» **Listed entries**
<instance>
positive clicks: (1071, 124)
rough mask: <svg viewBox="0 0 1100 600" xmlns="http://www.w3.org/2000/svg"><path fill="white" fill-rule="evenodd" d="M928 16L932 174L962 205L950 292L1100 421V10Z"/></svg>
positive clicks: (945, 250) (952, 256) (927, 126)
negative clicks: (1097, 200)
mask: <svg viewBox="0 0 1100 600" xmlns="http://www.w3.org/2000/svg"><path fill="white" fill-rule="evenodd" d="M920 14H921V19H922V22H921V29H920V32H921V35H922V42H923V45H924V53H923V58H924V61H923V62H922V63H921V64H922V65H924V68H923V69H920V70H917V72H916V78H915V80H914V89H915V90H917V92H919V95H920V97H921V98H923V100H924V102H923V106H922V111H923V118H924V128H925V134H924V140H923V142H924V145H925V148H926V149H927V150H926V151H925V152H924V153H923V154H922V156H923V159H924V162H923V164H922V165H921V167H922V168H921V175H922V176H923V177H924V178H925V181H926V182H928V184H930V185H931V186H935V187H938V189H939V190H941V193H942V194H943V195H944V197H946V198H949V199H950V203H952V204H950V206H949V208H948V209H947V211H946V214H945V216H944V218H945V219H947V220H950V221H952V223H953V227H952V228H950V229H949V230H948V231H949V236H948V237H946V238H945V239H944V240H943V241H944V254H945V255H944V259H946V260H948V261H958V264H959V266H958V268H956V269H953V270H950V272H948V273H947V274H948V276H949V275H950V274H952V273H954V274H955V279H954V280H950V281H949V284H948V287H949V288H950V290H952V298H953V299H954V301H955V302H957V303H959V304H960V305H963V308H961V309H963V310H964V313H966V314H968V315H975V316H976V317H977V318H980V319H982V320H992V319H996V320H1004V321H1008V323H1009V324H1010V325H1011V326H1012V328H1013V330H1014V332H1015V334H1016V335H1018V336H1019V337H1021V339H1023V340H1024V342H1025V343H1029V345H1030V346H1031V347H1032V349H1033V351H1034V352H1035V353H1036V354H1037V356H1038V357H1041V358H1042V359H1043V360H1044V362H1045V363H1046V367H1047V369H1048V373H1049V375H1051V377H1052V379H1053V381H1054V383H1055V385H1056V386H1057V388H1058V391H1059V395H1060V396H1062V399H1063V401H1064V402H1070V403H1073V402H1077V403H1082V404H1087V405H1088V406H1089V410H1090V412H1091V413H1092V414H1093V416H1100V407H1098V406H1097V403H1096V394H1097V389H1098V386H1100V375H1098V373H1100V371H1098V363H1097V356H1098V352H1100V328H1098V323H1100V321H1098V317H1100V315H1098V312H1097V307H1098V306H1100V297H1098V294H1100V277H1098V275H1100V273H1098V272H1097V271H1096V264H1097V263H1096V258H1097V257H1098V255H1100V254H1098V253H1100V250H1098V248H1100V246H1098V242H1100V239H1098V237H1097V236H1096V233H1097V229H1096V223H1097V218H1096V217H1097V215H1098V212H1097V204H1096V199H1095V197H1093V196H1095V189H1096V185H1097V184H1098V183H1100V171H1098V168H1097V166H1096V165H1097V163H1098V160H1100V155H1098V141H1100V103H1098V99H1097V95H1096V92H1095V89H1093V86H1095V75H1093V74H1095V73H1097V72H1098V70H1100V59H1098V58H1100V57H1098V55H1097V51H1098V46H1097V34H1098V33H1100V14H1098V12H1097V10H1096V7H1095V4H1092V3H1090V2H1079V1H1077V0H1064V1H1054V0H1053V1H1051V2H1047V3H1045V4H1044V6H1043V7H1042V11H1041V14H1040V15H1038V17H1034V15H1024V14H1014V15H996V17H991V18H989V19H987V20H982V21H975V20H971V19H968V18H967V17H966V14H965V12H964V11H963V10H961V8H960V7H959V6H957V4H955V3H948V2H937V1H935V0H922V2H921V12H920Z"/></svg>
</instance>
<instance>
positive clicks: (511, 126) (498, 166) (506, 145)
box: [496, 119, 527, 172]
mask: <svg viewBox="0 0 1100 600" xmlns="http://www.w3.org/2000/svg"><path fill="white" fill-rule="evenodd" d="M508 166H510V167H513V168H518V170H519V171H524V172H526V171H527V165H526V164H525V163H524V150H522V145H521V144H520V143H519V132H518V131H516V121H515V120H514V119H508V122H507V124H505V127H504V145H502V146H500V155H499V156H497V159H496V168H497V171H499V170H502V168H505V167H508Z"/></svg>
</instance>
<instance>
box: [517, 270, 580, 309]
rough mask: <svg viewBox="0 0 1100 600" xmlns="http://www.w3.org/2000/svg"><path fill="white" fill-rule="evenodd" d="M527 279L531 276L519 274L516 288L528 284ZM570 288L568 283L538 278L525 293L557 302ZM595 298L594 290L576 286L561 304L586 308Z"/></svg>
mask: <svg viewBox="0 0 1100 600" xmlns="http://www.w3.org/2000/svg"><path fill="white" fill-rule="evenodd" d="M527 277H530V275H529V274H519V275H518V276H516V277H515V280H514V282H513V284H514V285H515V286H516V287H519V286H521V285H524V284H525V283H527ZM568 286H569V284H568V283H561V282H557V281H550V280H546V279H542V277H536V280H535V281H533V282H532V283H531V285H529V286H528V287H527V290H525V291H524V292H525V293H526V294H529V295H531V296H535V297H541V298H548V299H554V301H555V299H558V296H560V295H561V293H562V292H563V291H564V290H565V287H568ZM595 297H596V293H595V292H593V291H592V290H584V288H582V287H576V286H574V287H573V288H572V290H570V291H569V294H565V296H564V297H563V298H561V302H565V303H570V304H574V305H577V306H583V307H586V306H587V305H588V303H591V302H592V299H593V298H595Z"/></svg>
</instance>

» **Job**
Copy the entries word for word, from the very first line up to and including the line containing "positive clicks: (945, 250)".

» **Task output**
<instance>
positive clicks: (1071, 124)
rough mask: <svg viewBox="0 0 1100 600" xmlns="http://www.w3.org/2000/svg"><path fill="white" fill-rule="evenodd" d="M928 16L932 174L962 205L950 292L1100 421V10Z"/></svg>
positive clicks: (945, 250) (952, 256) (927, 126)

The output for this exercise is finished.